2. Le marché relatif aux travaux de plomberie au domaine national de Saint-Cloud
a) Le marché
En 1989, l'Etat a lancé un appel d'offres restreint à forfait pour l'installation du chauffage individuel dans les bâtiments de " l'ancienne régie " et de la " gendarmerie de chasse " à Saint-Cloud.
Les entreprises Union Technique du Bâtiment, Sauvaget, Valentin Barousse, Tournois, Piollet et SECC ont déposé les offres suivantes :
EMPLACEMENT TABLEAU
Le 20 juillet 1989, la Commission des marchés a procédé à l'ouverture des plis et noté que la société Union Technique du Bâtiment était la moins-disante.
b) Les documents recueillis
La visite effectuée au siège de la SECC a permis la découverte d'une télécopie, datée du 17 juillet 1989 (rapport pages 105 à 107), émanant de la société Union Technique du Bâtiment alors que la date limite de dépôt des soumissions était fixée au 20 juillet. Cette télécopie comporte, notamment, un tableau récapitulatif des offres à déposer par la SECC. La soumission de SECC est identique au montant total du bordereau transmis par UTB.
3. Le marché relatif à la réfection des chemins de circulation sur toiture à l'Union centrale des arts décoratifs
a) Le marché
A la suite de l'appel d'offres lancé par le ministère de la culture, les entreprises Miège et Buhler, Balas-Mahey, Battais, SECC, Lagrange et Partiot, Gallozzi, Etablissements Jules Zell et Roussière ont déposé les offres répertoriées dans le tableau ci-dessous :
EMPLACEMENT TABLEAU
Le 5 octobre 1989, la Commission des marchés a procédé à l'ouverture des plis et noté que la société Miège était la moins-disante.

──────

__CONSIGNES__.
1. Extrayez de l'extrait sur les marchés publics le passage allant de « Les entreprises Union » à « transmis par UTB. », bornes comprises.
2. Rédigez la suite de l'extrait sur les marchés publics en reprenant après sa dernière phrase.

──────

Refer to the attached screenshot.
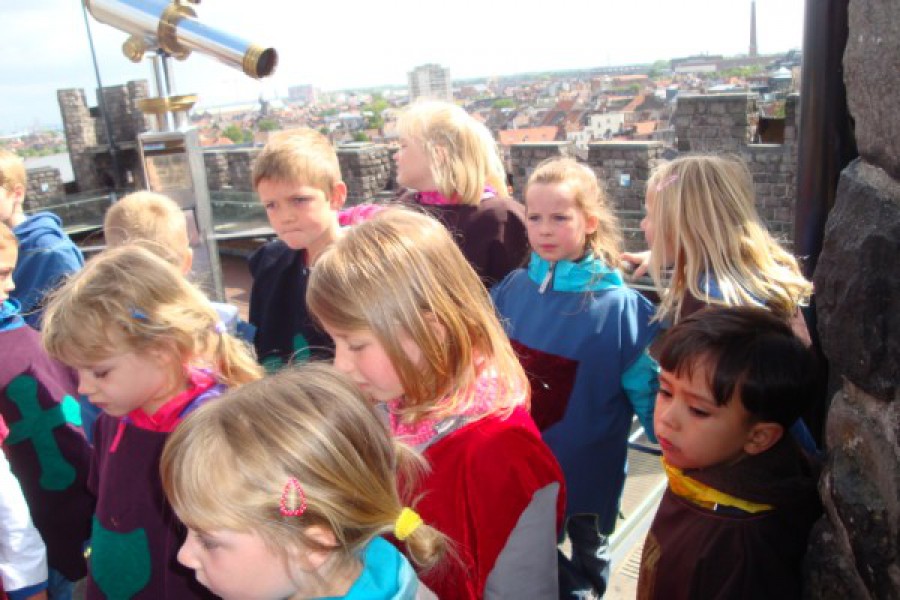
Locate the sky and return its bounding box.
[0,0,805,134]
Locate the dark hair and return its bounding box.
[654,306,818,427]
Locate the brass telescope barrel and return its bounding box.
[84,0,278,79]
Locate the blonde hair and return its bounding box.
[525,158,622,268]
[647,155,812,319]
[397,100,506,205]
[41,245,262,386]
[253,128,341,200]
[160,363,447,568]
[0,221,19,249]
[0,148,27,192]
[103,191,190,269]
[306,207,529,421]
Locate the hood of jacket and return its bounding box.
[344,537,421,600]
[528,252,625,292]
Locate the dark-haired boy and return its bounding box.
[638,307,821,600]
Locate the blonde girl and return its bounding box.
[307,208,564,598]
[625,155,812,332]
[395,100,528,287]
[161,364,446,600]
[43,246,260,600]
[491,158,657,599]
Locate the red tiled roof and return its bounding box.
[498,127,557,146]
[631,121,656,135]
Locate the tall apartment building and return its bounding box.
[408,64,453,100]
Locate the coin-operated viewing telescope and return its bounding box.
[83,0,278,301]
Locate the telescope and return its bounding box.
[83,0,278,302]
[84,0,278,79]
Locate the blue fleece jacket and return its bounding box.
[491,253,658,532]
[10,212,84,328]
[326,537,421,600]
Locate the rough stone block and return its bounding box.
[844,0,900,179]
[814,159,900,399]
[810,383,900,598]
[803,517,871,600]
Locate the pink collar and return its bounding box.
[386,368,512,446]
[109,369,216,452]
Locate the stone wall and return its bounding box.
[56,80,148,191]
[674,94,758,152]
[337,142,394,206]
[56,89,100,190]
[95,80,149,144]
[23,167,66,212]
[806,0,900,600]
[203,142,396,206]
[509,142,575,193]
[739,144,797,243]
[674,94,799,244]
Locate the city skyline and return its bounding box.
[0,0,804,133]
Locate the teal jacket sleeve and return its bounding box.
[622,350,659,443]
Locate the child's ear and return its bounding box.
[330,181,347,210]
[288,525,337,571]
[744,421,784,455]
[181,247,194,275]
[10,183,25,211]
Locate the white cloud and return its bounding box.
[0,0,804,130]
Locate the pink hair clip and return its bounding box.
[656,175,678,192]
[281,477,306,517]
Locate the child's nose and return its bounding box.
[176,534,197,569]
[654,402,678,429]
[78,373,94,396]
[334,348,353,375]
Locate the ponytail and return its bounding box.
[212,327,263,387]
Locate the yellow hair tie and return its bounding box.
[394,508,422,542]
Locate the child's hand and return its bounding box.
[619,250,650,280]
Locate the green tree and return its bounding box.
[222,123,253,144]
[256,119,281,131]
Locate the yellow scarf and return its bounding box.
[662,458,775,513]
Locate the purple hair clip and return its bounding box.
[656,175,678,193]
[280,477,306,517]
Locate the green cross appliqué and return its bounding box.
[6,375,81,491]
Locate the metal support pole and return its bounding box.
[794,0,857,445]
[81,3,122,190]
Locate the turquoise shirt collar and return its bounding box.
[0,298,25,331]
[528,252,625,293]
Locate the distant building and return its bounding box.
[288,84,316,104]
[408,64,453,101]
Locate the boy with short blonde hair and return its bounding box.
[250,129,347,370]
[637,307,821,600]
[0,148,84,328]
[103,191,246,342]
[103,191,193,273]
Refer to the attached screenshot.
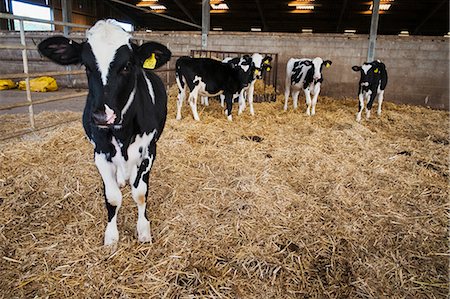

──────

__RÉPONSES__.
1.
Les entreprises Union Technique du Bâtiment, Sauvaget, Valentin Barousse, Tournois, Piollet et SECC ont déposé les offres suivantes :
EMPLACEMENT TABLEAU
Le 20 juillet 1989, la Commission des marchés a procédé à l'ouverture des plis et noté que la société Union Technique du Bâtiment était la moins-disante.
b) Les documents recueillis
La visite effectuée au siège de la SECC a permis la découverte d'une télécopie, datée du 17 juillet 1989 (rapport pages 105 à 107), émanant de la société Union Technique du Bâtiment alors que la date limite de dépôt des soumissions était fixée au 20 juillet. Cette télécopie comporte, notamment, un tableau récapitulatif des offres à déposer par la SECC. La soumission de SECC est identique au montant total du bordereau transmis par UTB.

2.
b) Les documents recueillis
Lors de la visite des enquêteurs de la direction de la concurrence, de la consommation et de la répression des fraudes au siège de la société SECC, a été découverte une télécopie émanant de la société Miège, datée du 28 septembre 1989, et fournissant les éléments d'un bordereau de prix à la SECC (rapport pages 97 à 100).
Le prix remis par la société SECC le 29 septembre, en réponse à l'appel d'offres, tel qu'il figure dans le procès-verbal de la commission des marchés, est identique à celui figurant dans le bordereau du 28 septembre.
4. Le marché relatif au Musée national de Sèvres
a) Le marché
Le ministère de la culture a lancé un appel d'offres restreint pour la réfection de la couverture du versant ouest de l'aile nord du Musée national de la céramique.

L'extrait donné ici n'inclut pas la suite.